<<<<

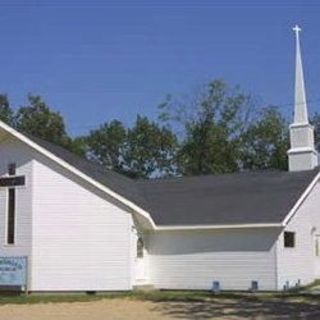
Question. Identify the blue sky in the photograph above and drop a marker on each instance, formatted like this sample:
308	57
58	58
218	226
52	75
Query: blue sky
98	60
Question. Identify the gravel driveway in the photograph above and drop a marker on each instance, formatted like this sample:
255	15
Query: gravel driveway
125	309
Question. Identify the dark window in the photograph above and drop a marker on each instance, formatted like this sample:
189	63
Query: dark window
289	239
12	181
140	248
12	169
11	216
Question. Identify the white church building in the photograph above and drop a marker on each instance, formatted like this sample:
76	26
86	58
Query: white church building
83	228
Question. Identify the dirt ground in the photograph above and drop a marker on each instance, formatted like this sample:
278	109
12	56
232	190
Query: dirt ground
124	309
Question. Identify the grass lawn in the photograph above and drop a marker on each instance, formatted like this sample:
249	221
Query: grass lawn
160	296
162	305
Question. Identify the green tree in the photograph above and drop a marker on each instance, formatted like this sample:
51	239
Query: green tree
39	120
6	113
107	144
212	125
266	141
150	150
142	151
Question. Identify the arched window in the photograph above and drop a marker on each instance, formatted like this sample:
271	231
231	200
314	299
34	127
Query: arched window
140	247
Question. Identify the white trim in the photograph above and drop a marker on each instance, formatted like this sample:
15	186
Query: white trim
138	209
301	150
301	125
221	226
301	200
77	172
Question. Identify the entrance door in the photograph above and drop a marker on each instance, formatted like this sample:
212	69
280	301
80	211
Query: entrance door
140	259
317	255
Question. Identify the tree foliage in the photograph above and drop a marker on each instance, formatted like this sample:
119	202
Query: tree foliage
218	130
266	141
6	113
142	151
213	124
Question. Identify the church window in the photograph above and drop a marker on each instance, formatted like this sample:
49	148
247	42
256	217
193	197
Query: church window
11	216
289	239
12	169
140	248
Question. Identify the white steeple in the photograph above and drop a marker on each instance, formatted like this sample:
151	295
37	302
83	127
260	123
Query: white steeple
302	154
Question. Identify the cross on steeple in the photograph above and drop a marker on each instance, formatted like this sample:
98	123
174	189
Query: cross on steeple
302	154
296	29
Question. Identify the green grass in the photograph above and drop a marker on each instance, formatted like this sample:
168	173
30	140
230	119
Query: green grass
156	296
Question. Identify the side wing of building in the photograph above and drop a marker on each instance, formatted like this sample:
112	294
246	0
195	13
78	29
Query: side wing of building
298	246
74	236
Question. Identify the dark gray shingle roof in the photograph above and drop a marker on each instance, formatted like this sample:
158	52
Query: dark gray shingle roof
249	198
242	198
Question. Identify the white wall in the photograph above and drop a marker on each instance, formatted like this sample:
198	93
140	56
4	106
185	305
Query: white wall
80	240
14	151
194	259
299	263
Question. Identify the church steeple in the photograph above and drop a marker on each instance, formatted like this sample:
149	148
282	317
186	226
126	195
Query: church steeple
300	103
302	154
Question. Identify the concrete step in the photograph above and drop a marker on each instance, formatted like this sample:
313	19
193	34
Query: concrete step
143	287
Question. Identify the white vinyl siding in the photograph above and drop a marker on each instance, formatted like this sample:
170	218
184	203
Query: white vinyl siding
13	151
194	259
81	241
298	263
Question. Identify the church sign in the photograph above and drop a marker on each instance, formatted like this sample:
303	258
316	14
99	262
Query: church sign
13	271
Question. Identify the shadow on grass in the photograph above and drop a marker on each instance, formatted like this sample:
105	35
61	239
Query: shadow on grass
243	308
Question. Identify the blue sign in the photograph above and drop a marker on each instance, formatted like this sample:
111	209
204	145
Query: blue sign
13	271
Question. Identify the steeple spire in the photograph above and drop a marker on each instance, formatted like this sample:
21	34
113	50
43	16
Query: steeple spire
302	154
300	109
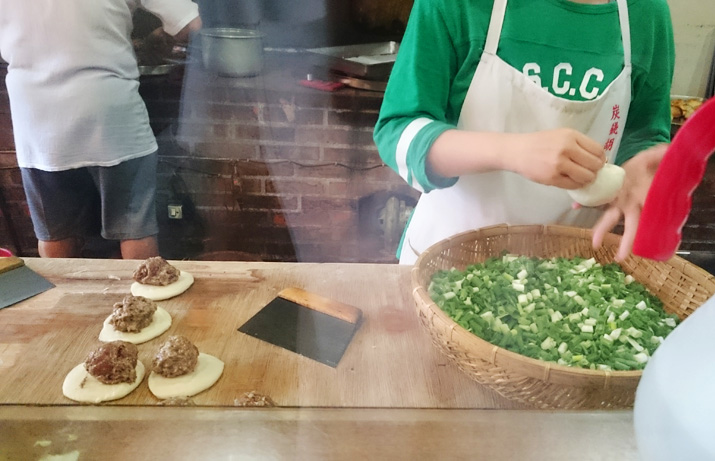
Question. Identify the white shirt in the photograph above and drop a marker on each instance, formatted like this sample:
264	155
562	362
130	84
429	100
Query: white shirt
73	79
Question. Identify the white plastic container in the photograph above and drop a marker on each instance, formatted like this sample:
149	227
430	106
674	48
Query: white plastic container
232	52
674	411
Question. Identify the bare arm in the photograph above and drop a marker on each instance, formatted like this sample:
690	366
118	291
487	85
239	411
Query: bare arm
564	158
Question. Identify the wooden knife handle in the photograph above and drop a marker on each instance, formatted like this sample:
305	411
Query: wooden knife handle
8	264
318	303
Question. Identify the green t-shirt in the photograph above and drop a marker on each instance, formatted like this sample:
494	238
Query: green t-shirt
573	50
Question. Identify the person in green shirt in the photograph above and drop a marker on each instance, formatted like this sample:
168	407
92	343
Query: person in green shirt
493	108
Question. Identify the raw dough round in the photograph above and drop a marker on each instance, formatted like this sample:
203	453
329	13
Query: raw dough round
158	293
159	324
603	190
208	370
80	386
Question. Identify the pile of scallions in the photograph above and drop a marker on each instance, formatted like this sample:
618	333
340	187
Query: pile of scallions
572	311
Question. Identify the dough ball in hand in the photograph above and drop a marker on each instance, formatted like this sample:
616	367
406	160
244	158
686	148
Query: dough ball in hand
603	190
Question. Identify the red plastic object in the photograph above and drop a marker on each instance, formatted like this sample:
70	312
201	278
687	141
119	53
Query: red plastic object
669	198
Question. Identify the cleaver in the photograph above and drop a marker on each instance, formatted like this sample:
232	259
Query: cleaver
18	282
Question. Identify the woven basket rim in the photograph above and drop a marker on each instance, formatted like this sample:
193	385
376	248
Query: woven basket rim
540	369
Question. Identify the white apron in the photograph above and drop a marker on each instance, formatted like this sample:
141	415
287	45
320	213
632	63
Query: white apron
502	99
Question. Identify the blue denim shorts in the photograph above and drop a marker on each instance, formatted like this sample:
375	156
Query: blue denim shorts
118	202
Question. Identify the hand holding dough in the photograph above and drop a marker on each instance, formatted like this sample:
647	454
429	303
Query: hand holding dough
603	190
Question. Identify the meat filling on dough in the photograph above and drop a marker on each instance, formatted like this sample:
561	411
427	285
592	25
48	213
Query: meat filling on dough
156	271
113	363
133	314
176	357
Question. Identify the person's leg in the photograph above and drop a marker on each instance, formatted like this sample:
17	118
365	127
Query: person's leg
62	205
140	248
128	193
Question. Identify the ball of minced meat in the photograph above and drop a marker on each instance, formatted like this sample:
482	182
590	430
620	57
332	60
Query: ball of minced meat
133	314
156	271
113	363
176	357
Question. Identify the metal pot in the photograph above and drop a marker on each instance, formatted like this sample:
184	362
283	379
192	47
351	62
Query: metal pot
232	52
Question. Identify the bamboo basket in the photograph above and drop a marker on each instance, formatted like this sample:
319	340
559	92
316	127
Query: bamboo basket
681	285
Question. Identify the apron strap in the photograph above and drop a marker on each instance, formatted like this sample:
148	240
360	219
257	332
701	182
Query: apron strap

>>>>

GIVEN TASK:
Retype only the lines running from the line with "Question. Identify the ball" to the end of the listing, including both of those lines.

FULL RESPONSE:
Question. Identify the ball of minced meat in the photograph above and drop a marker on each instance, formatted like this sample:
482	182
590	430
620	57
332	60
Query: ball of minced meat
133	314
156	271
113	363
176	357
Question. Identify the metal pot in the photograph above and drop a marker on each instance, formatted like this sample:
184	362
283	379
192	47
351	62
Query: metal pot
232	52
Question. Identify the bamboo basket in the photograph above and drop a marker on each instance, formatted like this sample:
319	340
559	92
316	127
Query: bamboo basket
681	285
Question. Identify the apron strap in the photograph above and drop a marker on each instance, formatted like this sample:
148	240
360	219
257	332
701	182
Query: apron strap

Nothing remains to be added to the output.